## Document extract
--

Tuesday, January 5, 2010

A sparkling island (Tromsø, Norway)

Well, this post is long overdue! Brandon has left (sob) (as in "how sad," not that he has a mean mother), as have the two young Dutch men who served as my adventure buddies for the two days following Brandon's departure (sob), and now I am alone, again, with Tromsø, this slug-shaped artificially lit island city that manages to be beautiful and warm despite the dark and sub-zero temperatures. Sub-zero on the Celsius scale, I should say. The temperature on the Fahrenheit scale is not as impressive as I'd hoped it would be, although I've been assured that, when wind and humidity are taken into account, the residents of Tromsø suffer more than the residents of, e.g., Karasjok, where it is a whopping 29 degrees Fahrenheit colder than it is here (18 and -11 degrees, respectively).

On New Year's Eve, after our polar bear swim (fortunately polar bear-free -- the night before I'd had nightmares/involuntary violent fantasies in which I was dismembered by a hungry polar bear displaced by global warming) and meal of whale flesh, Brandon and I walked across the bridge to Tromsdalen, where we took a cable car up to the top of the first swell of a line of snow-covered mountains. We arrived unfashionably early and spent several hours walking along the mountains, which glittered in the light of the full moon. At one point, Brandon turned to me and said, "Irene! Do you hear the silence?" Which should give you an idea of how heaven-like the landscape we were exploring was. Here is a picture of that landscape:



(Notice that the snow ACTIVELY SPARKLES. That's no passive reflection you see going on there. This snow is ALIVE.)

--

## Stated goal 1
Return these records verbatim, starting at the line that has "the orange cardigan." and stopping after the line that has "x=428 y=267", with the pictures left out.

## The input
--

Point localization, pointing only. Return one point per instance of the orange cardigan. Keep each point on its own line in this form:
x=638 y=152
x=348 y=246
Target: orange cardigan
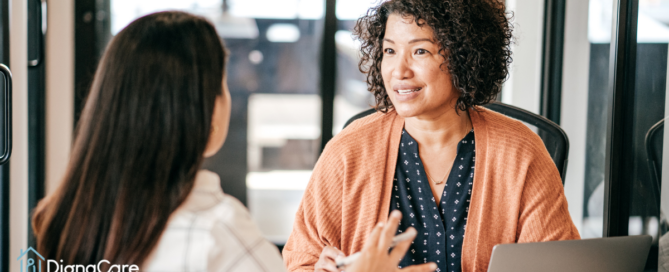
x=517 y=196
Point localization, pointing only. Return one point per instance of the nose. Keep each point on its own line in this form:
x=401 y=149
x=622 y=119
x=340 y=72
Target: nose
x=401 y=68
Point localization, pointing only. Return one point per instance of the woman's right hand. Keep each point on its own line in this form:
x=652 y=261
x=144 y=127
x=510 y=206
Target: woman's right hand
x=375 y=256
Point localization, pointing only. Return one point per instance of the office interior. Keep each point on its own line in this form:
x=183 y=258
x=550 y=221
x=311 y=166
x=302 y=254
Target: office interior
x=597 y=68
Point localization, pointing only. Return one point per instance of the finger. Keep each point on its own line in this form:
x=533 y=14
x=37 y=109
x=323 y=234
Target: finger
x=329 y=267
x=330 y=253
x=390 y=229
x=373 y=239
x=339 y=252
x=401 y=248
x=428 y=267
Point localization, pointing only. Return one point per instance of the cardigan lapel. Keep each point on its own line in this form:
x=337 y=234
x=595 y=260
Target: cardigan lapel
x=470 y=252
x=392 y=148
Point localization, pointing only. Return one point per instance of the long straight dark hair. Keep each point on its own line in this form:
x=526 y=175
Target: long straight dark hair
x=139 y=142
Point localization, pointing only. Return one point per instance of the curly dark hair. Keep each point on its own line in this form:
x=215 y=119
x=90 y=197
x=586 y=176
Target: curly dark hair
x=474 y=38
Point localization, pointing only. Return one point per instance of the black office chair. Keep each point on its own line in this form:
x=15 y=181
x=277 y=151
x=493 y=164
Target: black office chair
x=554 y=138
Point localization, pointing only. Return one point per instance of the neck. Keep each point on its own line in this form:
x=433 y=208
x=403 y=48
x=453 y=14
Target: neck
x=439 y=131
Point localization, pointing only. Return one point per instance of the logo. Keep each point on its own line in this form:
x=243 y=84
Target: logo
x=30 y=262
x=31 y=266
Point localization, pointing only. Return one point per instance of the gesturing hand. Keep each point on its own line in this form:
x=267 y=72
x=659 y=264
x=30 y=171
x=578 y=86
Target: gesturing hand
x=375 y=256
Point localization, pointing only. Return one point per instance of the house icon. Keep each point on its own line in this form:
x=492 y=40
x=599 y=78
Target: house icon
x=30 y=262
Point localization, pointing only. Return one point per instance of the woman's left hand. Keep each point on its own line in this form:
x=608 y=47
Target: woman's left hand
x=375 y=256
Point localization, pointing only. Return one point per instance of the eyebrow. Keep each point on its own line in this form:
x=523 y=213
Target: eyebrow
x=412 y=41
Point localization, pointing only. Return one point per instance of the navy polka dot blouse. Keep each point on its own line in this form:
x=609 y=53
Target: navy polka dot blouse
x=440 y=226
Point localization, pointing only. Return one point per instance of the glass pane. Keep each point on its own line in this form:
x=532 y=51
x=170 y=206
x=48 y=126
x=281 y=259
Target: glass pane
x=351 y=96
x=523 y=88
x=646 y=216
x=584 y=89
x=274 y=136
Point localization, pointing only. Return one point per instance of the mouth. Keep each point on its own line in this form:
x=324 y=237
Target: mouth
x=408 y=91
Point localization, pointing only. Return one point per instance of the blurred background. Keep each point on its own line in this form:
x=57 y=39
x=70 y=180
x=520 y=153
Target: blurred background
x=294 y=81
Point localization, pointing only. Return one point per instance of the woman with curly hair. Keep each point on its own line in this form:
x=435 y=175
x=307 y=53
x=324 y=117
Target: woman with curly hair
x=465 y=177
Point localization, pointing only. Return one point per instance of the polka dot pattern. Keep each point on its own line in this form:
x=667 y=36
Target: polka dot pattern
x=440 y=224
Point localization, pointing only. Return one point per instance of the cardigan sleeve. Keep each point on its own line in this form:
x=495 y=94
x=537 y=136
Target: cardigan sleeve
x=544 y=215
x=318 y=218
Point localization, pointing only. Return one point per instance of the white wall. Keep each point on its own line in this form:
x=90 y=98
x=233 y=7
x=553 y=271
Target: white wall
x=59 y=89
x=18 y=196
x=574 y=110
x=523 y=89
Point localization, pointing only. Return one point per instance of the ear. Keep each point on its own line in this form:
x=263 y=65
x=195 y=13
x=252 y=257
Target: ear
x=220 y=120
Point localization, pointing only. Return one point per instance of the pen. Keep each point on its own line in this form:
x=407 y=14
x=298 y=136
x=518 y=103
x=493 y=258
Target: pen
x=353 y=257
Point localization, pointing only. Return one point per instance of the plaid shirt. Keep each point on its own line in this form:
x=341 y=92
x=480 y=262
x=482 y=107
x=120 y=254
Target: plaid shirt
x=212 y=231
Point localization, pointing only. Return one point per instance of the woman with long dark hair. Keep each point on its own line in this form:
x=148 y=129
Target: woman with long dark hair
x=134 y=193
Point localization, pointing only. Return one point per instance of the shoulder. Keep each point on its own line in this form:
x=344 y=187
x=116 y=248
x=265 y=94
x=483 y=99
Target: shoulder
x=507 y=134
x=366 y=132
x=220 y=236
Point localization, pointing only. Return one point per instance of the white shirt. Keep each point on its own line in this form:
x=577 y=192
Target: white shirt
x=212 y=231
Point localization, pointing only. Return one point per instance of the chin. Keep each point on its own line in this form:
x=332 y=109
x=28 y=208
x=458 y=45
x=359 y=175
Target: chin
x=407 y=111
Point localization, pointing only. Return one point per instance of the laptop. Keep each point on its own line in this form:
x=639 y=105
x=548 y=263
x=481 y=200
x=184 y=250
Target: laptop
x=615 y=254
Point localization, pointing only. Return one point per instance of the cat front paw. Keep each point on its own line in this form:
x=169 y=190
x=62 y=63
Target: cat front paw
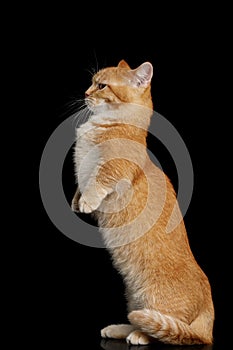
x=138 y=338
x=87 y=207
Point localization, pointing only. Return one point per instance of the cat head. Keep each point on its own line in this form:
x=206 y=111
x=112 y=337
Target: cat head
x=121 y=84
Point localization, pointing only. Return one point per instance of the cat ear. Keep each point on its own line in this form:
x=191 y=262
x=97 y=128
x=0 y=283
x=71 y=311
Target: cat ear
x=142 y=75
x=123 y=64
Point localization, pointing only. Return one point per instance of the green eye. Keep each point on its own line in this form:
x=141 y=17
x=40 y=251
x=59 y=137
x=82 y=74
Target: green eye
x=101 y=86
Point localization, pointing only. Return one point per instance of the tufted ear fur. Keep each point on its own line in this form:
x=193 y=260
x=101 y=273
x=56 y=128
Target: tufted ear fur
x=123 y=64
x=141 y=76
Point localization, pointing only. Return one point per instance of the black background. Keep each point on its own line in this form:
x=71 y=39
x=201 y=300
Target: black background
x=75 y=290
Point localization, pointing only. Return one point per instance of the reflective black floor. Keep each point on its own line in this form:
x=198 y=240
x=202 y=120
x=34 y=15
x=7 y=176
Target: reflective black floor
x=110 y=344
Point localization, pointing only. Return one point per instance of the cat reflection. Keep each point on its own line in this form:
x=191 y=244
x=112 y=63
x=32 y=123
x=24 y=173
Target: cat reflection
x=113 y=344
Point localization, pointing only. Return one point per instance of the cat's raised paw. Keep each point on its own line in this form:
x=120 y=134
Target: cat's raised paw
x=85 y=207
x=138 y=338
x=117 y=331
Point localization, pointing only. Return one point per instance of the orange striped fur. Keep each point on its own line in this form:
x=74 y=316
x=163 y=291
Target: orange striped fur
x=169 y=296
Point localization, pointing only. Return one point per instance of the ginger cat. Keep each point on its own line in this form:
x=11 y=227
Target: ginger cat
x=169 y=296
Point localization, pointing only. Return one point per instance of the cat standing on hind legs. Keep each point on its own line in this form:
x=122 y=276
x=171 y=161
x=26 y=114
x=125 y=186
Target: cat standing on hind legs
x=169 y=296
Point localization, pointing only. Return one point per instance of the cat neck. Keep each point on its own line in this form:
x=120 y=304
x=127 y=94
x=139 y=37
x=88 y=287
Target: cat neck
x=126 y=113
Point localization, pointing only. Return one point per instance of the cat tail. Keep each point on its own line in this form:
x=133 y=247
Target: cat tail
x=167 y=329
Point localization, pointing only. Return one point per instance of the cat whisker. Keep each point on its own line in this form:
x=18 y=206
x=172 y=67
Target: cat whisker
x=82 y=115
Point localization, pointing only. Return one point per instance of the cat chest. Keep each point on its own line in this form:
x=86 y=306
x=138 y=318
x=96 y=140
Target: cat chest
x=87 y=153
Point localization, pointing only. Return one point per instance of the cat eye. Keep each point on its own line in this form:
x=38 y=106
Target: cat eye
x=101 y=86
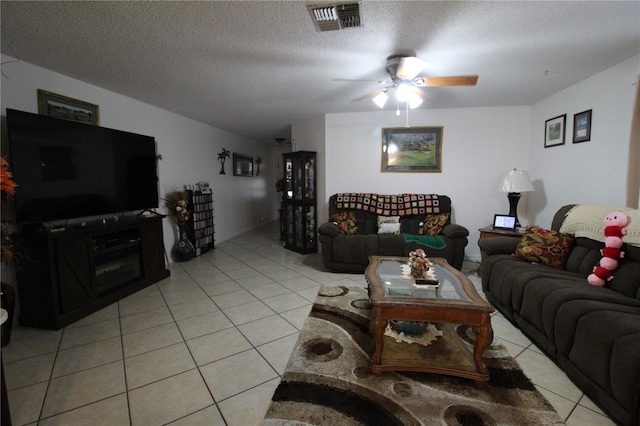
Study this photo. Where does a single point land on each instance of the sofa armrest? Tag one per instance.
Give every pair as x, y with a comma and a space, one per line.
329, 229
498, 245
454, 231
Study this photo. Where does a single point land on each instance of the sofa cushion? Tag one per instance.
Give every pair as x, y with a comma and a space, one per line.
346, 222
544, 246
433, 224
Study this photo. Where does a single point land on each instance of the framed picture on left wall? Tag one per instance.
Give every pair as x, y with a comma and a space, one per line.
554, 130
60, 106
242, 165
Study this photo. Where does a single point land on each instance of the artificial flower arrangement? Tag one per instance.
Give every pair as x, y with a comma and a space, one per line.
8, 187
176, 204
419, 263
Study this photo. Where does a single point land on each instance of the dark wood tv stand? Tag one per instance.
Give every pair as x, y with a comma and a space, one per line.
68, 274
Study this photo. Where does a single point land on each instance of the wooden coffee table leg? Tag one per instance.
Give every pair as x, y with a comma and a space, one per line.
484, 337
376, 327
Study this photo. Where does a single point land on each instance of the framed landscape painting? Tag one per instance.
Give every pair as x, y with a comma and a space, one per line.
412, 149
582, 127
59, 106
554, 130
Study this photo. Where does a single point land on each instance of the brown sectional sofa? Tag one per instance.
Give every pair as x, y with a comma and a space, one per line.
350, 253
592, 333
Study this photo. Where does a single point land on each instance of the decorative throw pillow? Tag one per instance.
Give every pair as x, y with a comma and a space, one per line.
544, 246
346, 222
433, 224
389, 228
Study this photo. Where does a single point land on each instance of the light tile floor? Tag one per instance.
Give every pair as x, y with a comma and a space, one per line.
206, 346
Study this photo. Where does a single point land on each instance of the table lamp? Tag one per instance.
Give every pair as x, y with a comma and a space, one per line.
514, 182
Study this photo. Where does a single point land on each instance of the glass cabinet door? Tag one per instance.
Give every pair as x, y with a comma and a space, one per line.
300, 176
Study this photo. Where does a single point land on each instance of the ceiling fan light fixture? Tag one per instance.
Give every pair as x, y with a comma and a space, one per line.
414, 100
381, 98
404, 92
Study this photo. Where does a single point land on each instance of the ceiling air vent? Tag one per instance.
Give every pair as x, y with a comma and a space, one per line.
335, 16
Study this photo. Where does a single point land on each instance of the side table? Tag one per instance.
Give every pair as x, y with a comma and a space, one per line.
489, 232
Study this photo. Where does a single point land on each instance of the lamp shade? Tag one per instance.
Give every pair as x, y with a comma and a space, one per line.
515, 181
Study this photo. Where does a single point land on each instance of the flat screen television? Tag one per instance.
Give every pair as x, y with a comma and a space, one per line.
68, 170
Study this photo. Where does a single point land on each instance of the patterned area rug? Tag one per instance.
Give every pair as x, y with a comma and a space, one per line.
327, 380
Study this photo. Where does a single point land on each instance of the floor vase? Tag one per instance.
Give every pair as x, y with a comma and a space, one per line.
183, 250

--

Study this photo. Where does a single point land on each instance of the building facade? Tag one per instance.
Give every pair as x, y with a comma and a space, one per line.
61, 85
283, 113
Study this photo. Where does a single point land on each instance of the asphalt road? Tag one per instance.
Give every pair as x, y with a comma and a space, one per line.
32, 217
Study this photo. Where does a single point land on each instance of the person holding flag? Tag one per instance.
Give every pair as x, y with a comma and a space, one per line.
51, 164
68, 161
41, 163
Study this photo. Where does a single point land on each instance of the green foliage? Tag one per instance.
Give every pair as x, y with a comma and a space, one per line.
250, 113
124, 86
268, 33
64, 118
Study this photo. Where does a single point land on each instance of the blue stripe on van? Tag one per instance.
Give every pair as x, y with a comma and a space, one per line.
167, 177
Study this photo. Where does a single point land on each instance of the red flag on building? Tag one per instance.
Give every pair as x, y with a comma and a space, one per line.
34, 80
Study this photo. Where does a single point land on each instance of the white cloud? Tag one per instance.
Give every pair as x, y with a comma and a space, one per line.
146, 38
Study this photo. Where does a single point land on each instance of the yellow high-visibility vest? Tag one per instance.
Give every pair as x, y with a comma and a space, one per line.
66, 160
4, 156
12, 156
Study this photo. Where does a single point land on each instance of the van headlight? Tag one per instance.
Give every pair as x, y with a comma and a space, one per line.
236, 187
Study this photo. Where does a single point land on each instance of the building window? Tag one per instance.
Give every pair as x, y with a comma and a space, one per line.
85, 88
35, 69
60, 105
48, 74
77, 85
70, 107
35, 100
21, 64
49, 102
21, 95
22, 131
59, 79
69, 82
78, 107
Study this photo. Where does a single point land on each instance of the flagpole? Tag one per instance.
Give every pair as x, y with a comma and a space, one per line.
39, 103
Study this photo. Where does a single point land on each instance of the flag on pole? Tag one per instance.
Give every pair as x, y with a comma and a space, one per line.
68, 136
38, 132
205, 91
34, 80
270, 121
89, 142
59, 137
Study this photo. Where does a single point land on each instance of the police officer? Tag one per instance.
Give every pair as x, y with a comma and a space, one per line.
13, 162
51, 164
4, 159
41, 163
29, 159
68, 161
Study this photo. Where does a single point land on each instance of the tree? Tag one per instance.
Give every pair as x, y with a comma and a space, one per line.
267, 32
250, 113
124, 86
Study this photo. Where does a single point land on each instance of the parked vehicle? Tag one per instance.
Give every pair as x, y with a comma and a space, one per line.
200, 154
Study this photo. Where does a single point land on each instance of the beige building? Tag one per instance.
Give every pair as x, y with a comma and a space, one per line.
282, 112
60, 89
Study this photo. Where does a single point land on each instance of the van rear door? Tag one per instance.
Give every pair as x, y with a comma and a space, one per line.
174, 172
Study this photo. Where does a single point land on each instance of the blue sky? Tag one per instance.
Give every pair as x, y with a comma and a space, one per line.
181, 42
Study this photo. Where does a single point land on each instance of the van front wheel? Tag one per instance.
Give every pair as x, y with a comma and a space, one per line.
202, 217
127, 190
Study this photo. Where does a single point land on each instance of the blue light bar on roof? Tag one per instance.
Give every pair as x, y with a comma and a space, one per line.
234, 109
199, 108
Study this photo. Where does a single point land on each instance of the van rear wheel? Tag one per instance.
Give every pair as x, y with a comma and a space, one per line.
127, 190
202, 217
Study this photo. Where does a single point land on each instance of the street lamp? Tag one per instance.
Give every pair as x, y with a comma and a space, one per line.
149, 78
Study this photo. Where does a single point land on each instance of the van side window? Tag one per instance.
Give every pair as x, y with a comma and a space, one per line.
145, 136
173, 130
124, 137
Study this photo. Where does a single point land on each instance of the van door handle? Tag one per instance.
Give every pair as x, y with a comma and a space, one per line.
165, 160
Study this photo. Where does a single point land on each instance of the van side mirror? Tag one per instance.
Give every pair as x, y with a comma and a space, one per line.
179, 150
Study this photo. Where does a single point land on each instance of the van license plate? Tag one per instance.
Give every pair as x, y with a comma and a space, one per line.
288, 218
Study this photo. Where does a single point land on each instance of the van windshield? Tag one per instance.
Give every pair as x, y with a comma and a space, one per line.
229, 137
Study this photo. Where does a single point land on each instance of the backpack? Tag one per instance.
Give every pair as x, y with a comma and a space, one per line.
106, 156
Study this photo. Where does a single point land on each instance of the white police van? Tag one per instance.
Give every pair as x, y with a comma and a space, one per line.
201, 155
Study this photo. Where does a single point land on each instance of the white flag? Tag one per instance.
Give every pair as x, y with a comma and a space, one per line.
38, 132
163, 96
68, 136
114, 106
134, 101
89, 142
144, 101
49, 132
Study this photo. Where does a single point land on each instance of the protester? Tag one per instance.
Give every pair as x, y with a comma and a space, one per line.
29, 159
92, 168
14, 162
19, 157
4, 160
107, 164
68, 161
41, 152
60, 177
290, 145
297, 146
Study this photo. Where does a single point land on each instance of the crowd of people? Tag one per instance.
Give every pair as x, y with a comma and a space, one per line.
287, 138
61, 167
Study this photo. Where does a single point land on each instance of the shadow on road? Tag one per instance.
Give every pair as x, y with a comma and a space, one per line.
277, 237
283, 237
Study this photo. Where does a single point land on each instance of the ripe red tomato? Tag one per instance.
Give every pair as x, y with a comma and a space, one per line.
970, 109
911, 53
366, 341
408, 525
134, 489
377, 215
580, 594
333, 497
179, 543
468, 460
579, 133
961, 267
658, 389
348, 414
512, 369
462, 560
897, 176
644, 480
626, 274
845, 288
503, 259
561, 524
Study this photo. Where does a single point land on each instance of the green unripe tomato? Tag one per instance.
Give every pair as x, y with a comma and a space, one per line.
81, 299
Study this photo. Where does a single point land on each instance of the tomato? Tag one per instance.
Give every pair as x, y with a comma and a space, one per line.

--

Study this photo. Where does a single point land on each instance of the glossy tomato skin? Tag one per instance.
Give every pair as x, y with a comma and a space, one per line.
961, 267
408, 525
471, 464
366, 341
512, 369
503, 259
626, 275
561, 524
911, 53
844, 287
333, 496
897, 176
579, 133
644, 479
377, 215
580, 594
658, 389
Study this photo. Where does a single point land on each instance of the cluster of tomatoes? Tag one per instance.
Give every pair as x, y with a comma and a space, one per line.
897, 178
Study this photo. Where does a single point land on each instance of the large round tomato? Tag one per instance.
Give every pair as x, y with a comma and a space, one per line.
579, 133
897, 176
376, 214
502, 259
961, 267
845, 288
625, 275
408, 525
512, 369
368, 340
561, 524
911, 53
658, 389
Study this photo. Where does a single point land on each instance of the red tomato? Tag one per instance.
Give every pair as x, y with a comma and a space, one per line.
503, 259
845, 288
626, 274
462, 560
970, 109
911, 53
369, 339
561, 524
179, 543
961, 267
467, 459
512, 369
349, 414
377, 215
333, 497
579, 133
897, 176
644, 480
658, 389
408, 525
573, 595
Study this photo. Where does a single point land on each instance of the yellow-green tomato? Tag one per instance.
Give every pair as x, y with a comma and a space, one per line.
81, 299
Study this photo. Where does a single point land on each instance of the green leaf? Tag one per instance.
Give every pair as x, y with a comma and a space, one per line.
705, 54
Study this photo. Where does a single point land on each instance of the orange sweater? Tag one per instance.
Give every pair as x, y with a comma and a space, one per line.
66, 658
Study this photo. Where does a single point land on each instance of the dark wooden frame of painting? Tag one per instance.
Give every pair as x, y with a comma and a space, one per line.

--

## Stated goal 2
In the Tromsø blog post, what did the author and Brandon ride from Tromsdalen to the top of the first mountain swell?

## Output 1
Point localization, pointing only. Return one point per instance of the orange cardigan. Keep each point on its own line in this form:
x=638 y=152
x=348 y=246
Target: orange cardigan
x=517 y=196
Point localization, pointing only. Return one point per instance of the nose. Keep each point on its own line in this form:
x=401 y=149
x=622 y=119
x=340 y=72
Target: nose
x=401 y=68
Point localization, pointing only. Return one point per instance of the woman's right hand. Keep each point on its own line in this form:
x=652 y=261
x=144 y=127
x=510 y=206
Target: woman's right hand
x=375 y=256
Point localization, pointing only. Return one point per instance of the office interior. Keep each point on its own line in this form:
x=183 y=258
x=550 y=221
x=311 y=166
x=302 y=254
Target: office interior
x=597 y=68
Point localization, pointing only. Return one point per instance of the finger. Keep each point on its own line in this form:
x=533 y=14
x=37 y=109
x=323 y=234
Target: finger
x=329 y=267
x=330 y=253
x=390 y=229
x=373 y=239
x=339 y=252
x=401 y=248
x=428 y=267

## Output 2
A cable car.